| Material provided |
-*-

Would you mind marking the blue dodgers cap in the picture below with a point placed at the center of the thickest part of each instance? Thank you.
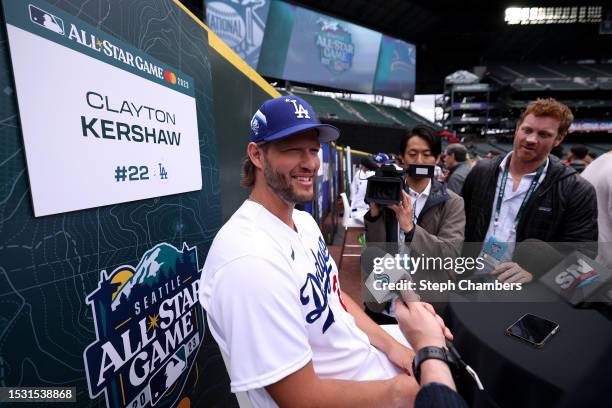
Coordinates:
(285, 116)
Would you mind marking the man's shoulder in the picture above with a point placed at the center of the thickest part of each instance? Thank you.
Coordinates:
(242, 235)
(487, 165)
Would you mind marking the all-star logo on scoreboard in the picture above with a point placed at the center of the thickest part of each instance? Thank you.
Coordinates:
(149, 326)
(335, 44)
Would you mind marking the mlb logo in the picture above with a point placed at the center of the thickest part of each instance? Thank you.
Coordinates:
(47, 20)
(167, 375)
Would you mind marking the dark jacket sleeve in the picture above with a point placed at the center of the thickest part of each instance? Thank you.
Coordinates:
(374, 227)
(466, 193)
(580, 223)
(435, 395)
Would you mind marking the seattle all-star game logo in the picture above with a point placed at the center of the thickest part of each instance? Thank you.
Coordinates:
(335, 44)
(149, 327)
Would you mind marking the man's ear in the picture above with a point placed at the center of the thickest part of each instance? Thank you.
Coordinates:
(558, 140)
(255, 153)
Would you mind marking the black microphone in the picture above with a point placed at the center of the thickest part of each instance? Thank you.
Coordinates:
(384, 276)
(368, 163)
(575, 277)
(536, 257)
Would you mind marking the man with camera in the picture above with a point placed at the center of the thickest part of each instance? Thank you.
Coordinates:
(427, 219)
(273, 298)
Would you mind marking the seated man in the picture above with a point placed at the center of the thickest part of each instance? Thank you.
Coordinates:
(272, 295)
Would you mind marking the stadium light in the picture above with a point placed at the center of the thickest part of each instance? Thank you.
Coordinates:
(552, 15)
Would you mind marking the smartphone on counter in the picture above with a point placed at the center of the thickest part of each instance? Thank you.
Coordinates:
(533, 329)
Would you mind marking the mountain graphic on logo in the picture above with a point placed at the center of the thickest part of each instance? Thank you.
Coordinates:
(159, 263)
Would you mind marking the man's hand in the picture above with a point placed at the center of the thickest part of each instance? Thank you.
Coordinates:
(404, 212)
(509, 272)
(419, 325)
(374, 210)
(401, 356)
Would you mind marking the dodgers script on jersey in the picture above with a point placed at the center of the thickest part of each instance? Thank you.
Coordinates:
(273, 301)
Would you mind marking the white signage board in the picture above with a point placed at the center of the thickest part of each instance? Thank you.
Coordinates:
(103, 122)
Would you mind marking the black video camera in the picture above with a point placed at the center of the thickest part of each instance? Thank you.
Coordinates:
(386, 186)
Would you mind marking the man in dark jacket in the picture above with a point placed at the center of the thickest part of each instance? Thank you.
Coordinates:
(529, 194)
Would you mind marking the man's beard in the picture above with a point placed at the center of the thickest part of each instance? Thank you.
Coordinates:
(282, 186)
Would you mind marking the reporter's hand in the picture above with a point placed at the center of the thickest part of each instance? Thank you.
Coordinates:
(420, 327)
(374, 210)
(404, 212)
(508, 272)
(401, 356)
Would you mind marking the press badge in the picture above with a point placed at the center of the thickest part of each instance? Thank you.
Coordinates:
(493, 253)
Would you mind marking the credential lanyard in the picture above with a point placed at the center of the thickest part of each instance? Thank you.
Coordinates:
(502, 190)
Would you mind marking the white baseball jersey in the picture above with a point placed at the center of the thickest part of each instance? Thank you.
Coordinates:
(273, 302)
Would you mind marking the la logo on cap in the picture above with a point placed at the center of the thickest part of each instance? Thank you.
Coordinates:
(300, 111)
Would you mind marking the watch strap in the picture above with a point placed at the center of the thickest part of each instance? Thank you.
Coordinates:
(432, 352)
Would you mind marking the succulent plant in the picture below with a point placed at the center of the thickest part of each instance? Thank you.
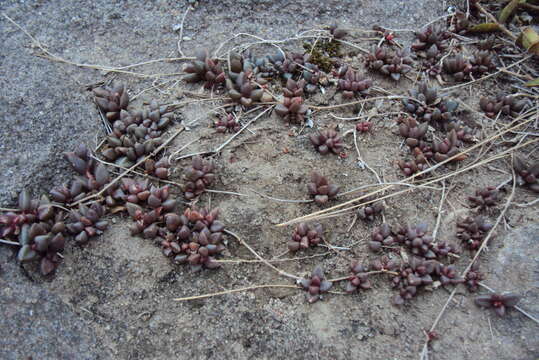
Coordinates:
(197, 177)
(368, 212)
(203, 68)
(447, 148)
(472, 230)
(136, 134)
(498, 302)
(458, 67)
(315, 285)
(485, 197)
(321, 189)
(42, 241)
(482, 62)
(111, 100)
(292, 108)
(327, 141)
(363, 126)
(197, 238)
(416, 238)
(473, 277)
(412, 131)
(381, 236)
(352, 83)
(527, 174)
(432, 36)
(228, 124)
(390, 64)
(244, 92)
(305, 236)
(157, 168)
(429, 106)
(448, 274)
(86, 222)
(359, 278)
(508, 105)
(411, 276)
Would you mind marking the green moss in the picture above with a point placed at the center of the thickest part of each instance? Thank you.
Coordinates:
(322, 53)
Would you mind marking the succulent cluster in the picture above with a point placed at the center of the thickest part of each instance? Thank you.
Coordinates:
(482, 63)
(228, 124)
(359, 278)
(198, 177)
(203, 68)
(484, 198)
(458, 67)
(498, 302)
(370, 211)
(292, 108)
(136, 134)
(195, 237)
(472, 230)
(327, 141)
(86, 222)
(111, 100)
(527, 174)
(428, 106)
(351, 82)
(305, 236)
(507, 105)
(316, 285)
(390, 64)
(321, 189)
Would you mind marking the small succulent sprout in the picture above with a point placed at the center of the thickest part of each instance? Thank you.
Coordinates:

-*-

| Goal |
Reproduce the listing above verbatim, omitting the pictures.

| Written reply |
Would you mind marking the blue dodgers cap in the picture below with a point placed at the center of the thickest part of each instance? Thank you.
Coordinates:
(285, 116)
Would you mind marking the man's shoulder in the picture above with a point placed at the center of the thickest part of each instance? Thank you.
Coordinates:
(242, 235)
(487, 165)
Would you mind marking the all-star logo on scoreboard in the picture above with a point placed at the center of the thickest part of each instance? Thank you.
Coordinates:
(149, 326)
(335, 44)
Would you mind marking the mlb logo in the picture above with a point placed at the center of the thickest part of each instance? Thank you.
Coordinates:
(47, 20)
(167, 375)
Would you mind marking the dark jacket sleeve in the picture above with a point placed at the center of the thickest part of each instance? Thank you.
Coordinates:
(374, 227)
(466, 193)
(580, 223)
(435, 395)
Would you mind marking the seattle all-star game logo in the picture above with a point placed at the center of the thickest part of each instance? Thank you.
Coordinates:
(335, 44)
(149, 327)
Would you mind marking the man's ear in the picture above with a point placed at the center of the thickest part of each instance? Thank you.
Coordinates:
(558, 140)
(255, 153)
Would you mind marking the black microphone in the picture above with a point placed at the center of the thickest part of each instance? Thank you.
Coordinates:
(384, 276)
(368, 163)
(575, 277)
(536, 257)
Would you mind marking the man with camera in the picture above with a point placed at the center of the thickest part of each instance? Thank you.
Coordinates:
(427, 219)
(273, 298)
Would you mind marking the seated man in the picture above with a point placed at the center of the thickest part of each instance? Thank you.
Coordinates:
(272, 295)
Would you mind marking the stadium light in the picture above with a point placed at the center of the thickest part of each instance? Thank you.
Coordinates:
(552, 15)
Would you mind marking the smartphone on counter in the picture above with a point placed at the center of the thickest part of each instance? Thank you.
Coordinates:
(533, 329)
Would you mind marking the mountain graphic on logo in the picture above with a point placed at the center of the thickest part of each instance? Thank you.
Coordinates:
(159, 263)
Would you mind marking the man's hand in the picture above with a point placed at the center of the thickest part of each instance? Thank you.
Coordinates:
(404, 212)
(509, 272)
(419, 325)
(374, 210)
(401, 356)
Would you mind marking the dodgers script on jersey in the picture above with a point placed at the center of the thickest part of each instance? Thank you.
Coordinates:
(273, 301)
Would you mind marking the white signage board in the picture above with a point placed at the center of the thickest part of each instance? Thank you.
Coordinates:
(103, 122)
Would you mind marking the black video camera in the picture above with a point placed at the center of the thickest part of each instance? Thank you.
Coordinates:
(386, 186)
Would you mind marking the man in dark jacket in the picture above with a point placed at the center of the thickest part of each instance? Thank you.
Coordinates:
(529, 194)
Would you mind marking the man's beard in the picture above with a point placed at the center of the thickest part of each instance? Thank you.
Coordinates:
(282, 186)
Would you mind marking the reporter's hand in the picture above with a point placed at the center of the thickest part of each instance? Thank you.
Coordinates:
(420, 327)
(374, 210)
(404, 212)
(508, 272)
(401, 356)
Would you mind marking the press badge in the picture above with a point placed at the center of the thickest part of each instance? Thank you.
Coordinates:
(493, 253)
Would you mind marking the credential lanyard in the picture above with a point placed at the center of the thickest part of each instance? Thank you.
Coordinates:
(502, 190)
Would you mind marking the white baseball jersey in the picture above with a point placed at the center of the thickest part of each instance? Thank you.
Coordinates:
(273, 302)
Would you mind marking the la logo on cap in the picture above with a point placed at the center of the thickest part of each instance? Thank you.
Coordinates:
(300, 111)
Would you mind marking the watch strap in the picture above with a point placed at the center of the thickest part of each instance? Thank you.
Coordinates:
(432, 352)
Would you mind marking the succulent plant in the picture below with a point placed at the center of the thickest part of each instance? Thank you.
Coordinates:
(197, 177)
(368, 212)
(203, 68)
(447, 148)
(472, 230)
(136, 134)
(498, 302)
(458, 67)
(315, 285)
(485, 197)
(321, 189)
(42, 241)
(482, 62)
(111, 100)
(292, 108)
(327, 141)
(363, 126)
(197, 238)
(416, 238)
(473, 277)
(412, 131)
(381, 236)
(352, 83)
(527, 174)
(432, 36)
(228, 124)
(390, 64)
(244, 92)
(305, 236)
(157, 168)
(429, 106)
(448, 274)
(86, 222)
(359, 278)
(508, 105)
(411, 276)
Would you mind marking the green moss in the picture above with a point placed at the center of the thickest part of each instance? Thank you.
Coordinates:
(322, 53)
Would you mind marking the succulent cluster in the picture above with a point placed at the center of the thickest part of each instance? Thank you.
Coordinates:
(482, 63)
(228, 124)
(359, 278)
(198, 177)
(203, 68)
(484, 198)
(458, 67)
(498, 302)
(370, 211)
(292, 108)
(136, 134)
(195, 237)
(472, 230)
(327, 141)
(86, 222)
(111, 100)
(527, 174)
(428, 106)
(351, 82)
(305, 236)
(507, 105)
(316, 285)
(390, 64)
(321, 189)
Would you mind marking the small succulent sprout in the picture above with a point placed at the center of the thickest part of each instance? Thank you.
Coordinates:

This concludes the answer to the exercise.